* [WHAT IS EXPECTED]:
List all lines in the material below that contain "bounding".

* [RECORDS FOR THE EXERCISE]:
= = = = = = =
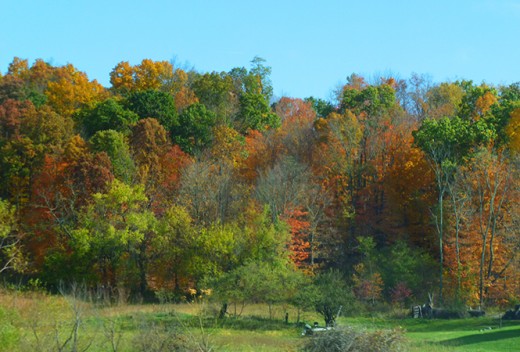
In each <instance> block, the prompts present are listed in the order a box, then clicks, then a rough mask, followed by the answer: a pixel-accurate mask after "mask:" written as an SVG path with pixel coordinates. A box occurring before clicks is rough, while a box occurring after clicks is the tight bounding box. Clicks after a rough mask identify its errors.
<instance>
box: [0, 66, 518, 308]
= = = = = = =
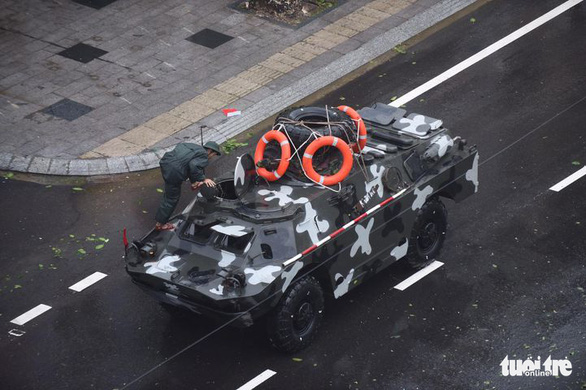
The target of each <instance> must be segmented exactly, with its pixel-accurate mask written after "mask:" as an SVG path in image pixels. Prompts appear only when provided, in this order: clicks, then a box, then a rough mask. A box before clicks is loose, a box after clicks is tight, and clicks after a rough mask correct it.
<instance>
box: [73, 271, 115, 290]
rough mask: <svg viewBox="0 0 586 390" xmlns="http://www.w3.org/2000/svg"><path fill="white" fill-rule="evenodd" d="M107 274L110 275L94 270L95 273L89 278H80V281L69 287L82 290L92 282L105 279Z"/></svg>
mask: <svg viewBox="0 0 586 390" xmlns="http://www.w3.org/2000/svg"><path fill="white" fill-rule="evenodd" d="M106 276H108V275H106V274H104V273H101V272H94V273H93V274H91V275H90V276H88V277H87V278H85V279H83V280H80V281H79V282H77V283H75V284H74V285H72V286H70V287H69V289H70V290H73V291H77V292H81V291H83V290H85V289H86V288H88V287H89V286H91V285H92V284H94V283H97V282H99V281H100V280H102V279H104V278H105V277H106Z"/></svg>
= = = = = = =
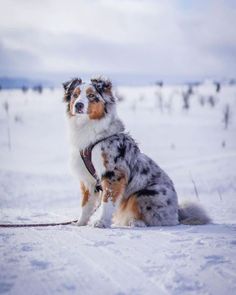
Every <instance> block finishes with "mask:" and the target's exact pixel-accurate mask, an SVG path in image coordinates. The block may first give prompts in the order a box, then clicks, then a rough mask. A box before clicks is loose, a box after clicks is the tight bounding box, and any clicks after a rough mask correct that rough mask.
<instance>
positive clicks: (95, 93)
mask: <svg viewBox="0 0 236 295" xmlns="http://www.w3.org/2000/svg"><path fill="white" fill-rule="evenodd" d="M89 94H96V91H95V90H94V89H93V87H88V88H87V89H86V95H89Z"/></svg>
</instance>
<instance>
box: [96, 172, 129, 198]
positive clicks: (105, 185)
= = = = = = =
* [SOLUTION BELOW]:
In each <instance> block, the prompts present are listed in the order a box, then clicks, then a rough mask, followed by the answer: a pixel-accurate mask after "mask:" written as an SVG path with pixel coordinates. A box occurring before clicks is rough, while a box occurring after clicks is the tight bounding box. Clicks after a rough mask identify its errors.
Every <instance> block finishes with "mask:" and the target's exact pixel-accurate mask, an SVG path in image coordinates. The block may first give prompts in the order a box, then clicks, then a rough mask. A box before clicks is loose, a box after clicks is the tight bounding box, and any clicks after a rough mask correct that rough mask.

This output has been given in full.